Task requirements:
If a record holds a picture, omit the picture, but copy everything else below exactly.

Supplied material:
§ §
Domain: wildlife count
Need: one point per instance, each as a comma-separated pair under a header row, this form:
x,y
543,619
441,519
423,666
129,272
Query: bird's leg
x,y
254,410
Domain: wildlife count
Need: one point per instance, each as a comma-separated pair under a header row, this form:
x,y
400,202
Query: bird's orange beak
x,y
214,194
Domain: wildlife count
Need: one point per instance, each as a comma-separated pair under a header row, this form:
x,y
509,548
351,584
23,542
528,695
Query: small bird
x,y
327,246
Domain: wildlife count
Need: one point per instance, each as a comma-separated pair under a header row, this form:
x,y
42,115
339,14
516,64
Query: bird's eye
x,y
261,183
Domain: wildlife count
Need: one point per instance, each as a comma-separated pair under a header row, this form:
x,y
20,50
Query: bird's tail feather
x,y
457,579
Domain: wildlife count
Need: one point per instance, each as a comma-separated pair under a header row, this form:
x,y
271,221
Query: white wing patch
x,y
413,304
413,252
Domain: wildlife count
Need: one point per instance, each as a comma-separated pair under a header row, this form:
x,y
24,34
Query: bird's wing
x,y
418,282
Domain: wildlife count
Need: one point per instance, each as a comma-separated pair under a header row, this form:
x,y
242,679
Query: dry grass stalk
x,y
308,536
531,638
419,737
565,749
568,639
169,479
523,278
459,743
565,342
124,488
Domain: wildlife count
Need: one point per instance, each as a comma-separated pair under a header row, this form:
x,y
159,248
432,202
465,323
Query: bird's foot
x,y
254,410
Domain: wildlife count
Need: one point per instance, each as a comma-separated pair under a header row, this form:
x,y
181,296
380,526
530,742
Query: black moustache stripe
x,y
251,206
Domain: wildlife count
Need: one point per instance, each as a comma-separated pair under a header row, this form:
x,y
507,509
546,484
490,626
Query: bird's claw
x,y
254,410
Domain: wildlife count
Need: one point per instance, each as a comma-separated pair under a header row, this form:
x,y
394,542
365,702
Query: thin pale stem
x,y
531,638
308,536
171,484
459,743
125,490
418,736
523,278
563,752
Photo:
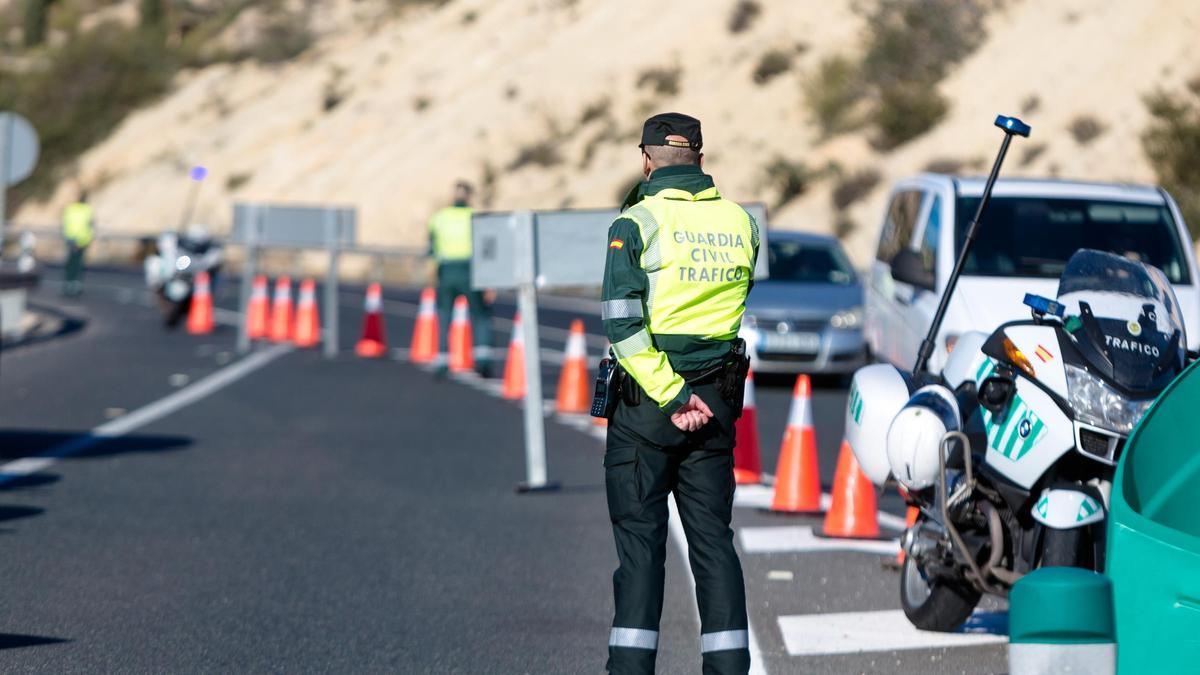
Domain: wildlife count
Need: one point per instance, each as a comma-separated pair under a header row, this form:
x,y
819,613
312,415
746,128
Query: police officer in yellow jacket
x,y
679,267
78,222
450,244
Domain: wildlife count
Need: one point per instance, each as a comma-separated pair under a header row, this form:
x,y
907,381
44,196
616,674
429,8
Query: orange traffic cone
x,y
199,315
514,366
574,388
797,478
281,311
852,514
307,329
462,357
373,344
747,463
424,347
258,311
910,519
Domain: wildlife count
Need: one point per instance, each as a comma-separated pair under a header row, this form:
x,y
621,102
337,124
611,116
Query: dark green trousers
x,y
72,273
454,280
646,460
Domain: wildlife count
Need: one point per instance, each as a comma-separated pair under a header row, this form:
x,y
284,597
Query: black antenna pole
x,y
1011,126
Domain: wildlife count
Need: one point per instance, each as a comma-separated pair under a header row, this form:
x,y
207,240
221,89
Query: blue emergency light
x,y
1013,125
1044,305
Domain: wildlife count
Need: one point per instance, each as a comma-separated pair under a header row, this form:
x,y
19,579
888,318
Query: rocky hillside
x,y
539,102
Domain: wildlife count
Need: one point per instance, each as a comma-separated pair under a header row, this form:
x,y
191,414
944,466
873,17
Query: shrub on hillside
x,y
283,39
904,112
83,89
1171,143
743,15
773,63
832,94
853,187
917,41
911,46
1085,129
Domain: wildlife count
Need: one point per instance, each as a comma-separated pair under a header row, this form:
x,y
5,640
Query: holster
x,y
732,380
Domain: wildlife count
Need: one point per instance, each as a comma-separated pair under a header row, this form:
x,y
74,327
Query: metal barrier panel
x,y
271,225
264,226
568,246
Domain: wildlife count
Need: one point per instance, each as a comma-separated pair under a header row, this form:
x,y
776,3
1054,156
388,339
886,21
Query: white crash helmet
x,y
915,437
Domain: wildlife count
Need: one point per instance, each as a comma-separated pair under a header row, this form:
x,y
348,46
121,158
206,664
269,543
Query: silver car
x,y
808,316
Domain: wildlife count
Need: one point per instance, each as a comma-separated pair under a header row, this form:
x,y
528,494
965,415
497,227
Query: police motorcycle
x,y
1009,452
171,270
§ §
Reply:
Domain: wildlife count
Need: one point per instance, each as a comma-separated pair under a header row, this form:
x,y
543,619
441,519
423,666
129,272
Query: bird's leg
x,y
254,410
Domain: wildlife count
Need: one point per instance, each as a comma-separated pair under a header row, this form:
x,y
400,202
Query: bird's orange beak
x,y
214,194
Domain: wildlife count
Need: one point per instance, each as a comma-separated pair under a header row, this form:
x,y
509,548
351,584
23,542
528,695
Query: small bird
x,y
327,246
Domain: wildlife count
Need: one point per instance, each as a comma-separated pair under a header row, this form:
x,y
42,115
339,14
516,64
Query: bird's eye
x,y
261,183
Domain: wildlife count
Need: one point per instance, each as a comma-separated pair under a header row, this form:
x,y
20,50
Query: bird's tail feather
x,y
457,579
Domain: wildlife count
Need: one point per instance, each as a comma-separated pair under a header row, this form:
x,y
271,221
Query: white wing patch
x,y
413,304
413,252
Domain: wildlife count
Need: one point per instance, each as a comma-separated pair under a header row, this form:
x,y
24,34
Query: bird's wing
x,y
418,282
Domain: wildlife count
Need: one point per instance, each as a comma-separated pair under a header row, this form:
x,y
242,679
Query: dry grass stalk
x,y
308,536
531,638
419,737
565,749
568,639
169,479
523,278
459,743
565,342
124,488
Domain: wildlife count
Need: one point per instance, each as a comma-separated pair under a header row, this form:
x,y
159,248
432,202
465,323
Query: bird's foot
x,y
254,410
Domain: wildlife count
Need: one point per instance, each as a comma-separated pair under a header row, this form:
x,y
181,296
380,526
530,742
Query: black moustache stripe
x,y
251,206
Domain: wildlife count
Need: one point per instance, each as a comma-separated pair under a header row, this form:
x,y
507,509
546,484
490,626
Query: bird's claw
x,y
254,410
Domain: wildlife count
Need: one point per instance, each as a comma-separated pair under a header row, this form:
x,y
394,542
365,702
Query: thin pale stem
x,y
531,638
308,536
171,484
459,743
125,490
418,736
523,278
563,752
Photo:
Domain: wildlife count
Need: one point per instance, each as a comma-separated pair under a header row, this form:
x,y
819,613
312,415
746,128
Query: police officer in yellow jacket
x,y
679,267
78,222
450,244
Domain: wildlife count
Need: one point per instance, each as a comma-separated pair under a header row, this form:
x,y
907,381
44,196
616,674
429,8
Query: orange traffic cone
x,y
199,315
514,366
574,388
797,478
281,311
852,514
307,329
462,357
373,344
747,463
424,347
258,311
910,519
Domain: wildlife count
Need: one point per instance, each as a comma-separated pair under a header row, this form:
x,y
621,102
337,124
611,116
Query: dark green trousers
x,y
72,273
454,280
646,460
Domain: wildlife count
Need: one point per instance, each as a comma-separated pair under a header row, this form:
x,y
284,597
Query: black antenna pole
x,y
1011,126
Domain: wildlife count
Need: one point per instance, each as a comma-separated pair under a header row, this form:
x,y
207,240
221,89
Query: blue emergency light
x,y
1013,125
1044,305
Domain: wildlife count
Need: one point per instance, each as a comma-separated pair under a header row, this form:
x,y
19,579
888,318
Query: rocky hillside
x,y
539,102
Domain: wildlife count
Need: one point per instance, each as a comma-separated pair under a header row, this form:
x,y
191,414
944,466
873,17
Query: shrub on hillside
x,y
283,39
904,112
83,89
1171,143
743,15
773,63
832,94
853,187
917,41
911,46
1085,129
Domain: wildlife count
Need: one point per instance, each as a comma-separated pair under a header row, this form:
x,y
5,640
Query: holster
x,y
732,380
Domain: wildlife count
Need: one point per instance, each as a comma-separated pair under a header row, this form:
x,y
74,327
Query: metal barrier panel
x,y
271,225
264,226
568,246
Domain: wildlife count
Need: one point per instance, each as a comma-separated pair under a header row, this form:
x,y
776,3
1054,156
388,339
886,21
Query: white crash helmet
x,y
915,437
Domain: wildlife count
Need: one point per instance, each as a comma-separated pair under a header row, this form:
x,y
348,46
121,158
206,664
269,543
Query: silver car
x,y
808,316
Domain: wildlife count
Need: one point per instance, each as a comma-separated pair under a header row, this form:
x,y
528,494
965,415
497,227
Query: police motorcycle
x,y
1009,452
171,270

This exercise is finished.